Supplied data
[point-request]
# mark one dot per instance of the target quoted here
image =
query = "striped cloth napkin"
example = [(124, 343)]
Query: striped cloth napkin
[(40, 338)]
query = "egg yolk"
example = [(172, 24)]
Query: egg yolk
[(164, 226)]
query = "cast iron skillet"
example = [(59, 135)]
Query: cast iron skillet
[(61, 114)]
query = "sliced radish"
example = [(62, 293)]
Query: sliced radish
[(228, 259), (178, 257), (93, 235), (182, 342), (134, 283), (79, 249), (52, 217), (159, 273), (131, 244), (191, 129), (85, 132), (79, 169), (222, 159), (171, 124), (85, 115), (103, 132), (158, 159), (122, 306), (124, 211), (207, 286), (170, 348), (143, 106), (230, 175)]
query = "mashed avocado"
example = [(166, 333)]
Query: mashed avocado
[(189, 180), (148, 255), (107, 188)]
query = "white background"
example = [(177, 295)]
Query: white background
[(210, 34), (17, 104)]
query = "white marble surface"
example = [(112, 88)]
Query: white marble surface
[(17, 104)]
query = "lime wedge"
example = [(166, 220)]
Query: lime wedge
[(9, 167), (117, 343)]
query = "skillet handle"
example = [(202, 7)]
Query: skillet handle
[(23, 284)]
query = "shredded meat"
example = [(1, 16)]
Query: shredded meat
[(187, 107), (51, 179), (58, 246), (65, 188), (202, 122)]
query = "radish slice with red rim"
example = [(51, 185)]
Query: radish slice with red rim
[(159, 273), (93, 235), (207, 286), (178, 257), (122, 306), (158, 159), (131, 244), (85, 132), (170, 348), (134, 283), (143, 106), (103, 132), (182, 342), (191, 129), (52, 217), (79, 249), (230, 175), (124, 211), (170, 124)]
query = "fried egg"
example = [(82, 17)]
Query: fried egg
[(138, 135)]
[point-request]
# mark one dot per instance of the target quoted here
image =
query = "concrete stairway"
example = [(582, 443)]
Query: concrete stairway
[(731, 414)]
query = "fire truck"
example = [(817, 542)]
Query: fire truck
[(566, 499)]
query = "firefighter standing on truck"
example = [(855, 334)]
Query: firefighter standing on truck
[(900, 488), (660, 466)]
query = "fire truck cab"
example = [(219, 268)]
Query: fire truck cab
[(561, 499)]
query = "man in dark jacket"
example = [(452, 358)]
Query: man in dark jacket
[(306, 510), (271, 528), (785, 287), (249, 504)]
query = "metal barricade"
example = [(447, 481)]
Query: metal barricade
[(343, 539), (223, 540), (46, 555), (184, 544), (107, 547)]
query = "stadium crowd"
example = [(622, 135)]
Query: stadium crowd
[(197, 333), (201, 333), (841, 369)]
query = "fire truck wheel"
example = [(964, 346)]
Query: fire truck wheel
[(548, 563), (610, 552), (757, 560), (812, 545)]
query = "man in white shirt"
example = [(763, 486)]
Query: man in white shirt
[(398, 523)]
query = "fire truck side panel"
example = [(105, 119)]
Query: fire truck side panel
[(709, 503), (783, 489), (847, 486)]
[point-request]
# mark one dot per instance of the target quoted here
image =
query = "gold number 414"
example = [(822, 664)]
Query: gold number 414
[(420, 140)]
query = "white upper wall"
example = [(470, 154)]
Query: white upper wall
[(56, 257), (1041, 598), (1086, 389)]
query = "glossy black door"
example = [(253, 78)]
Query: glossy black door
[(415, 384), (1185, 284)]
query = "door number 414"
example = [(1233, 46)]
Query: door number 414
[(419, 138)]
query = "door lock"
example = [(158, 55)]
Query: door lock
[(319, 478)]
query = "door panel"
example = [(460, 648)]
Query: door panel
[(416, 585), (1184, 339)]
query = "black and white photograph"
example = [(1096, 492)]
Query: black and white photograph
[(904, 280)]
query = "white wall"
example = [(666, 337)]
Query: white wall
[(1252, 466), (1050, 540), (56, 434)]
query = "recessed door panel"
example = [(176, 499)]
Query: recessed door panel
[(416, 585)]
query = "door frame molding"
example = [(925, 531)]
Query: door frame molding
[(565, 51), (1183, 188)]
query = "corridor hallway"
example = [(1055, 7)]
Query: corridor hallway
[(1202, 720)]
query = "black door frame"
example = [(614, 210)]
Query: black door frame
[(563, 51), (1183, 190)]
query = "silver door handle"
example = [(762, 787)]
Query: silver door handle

Exercise brief
How many lines in the data above contain the string "hallway"? Treat uppercase and lowercase as distinct, and give only the number.

Output
2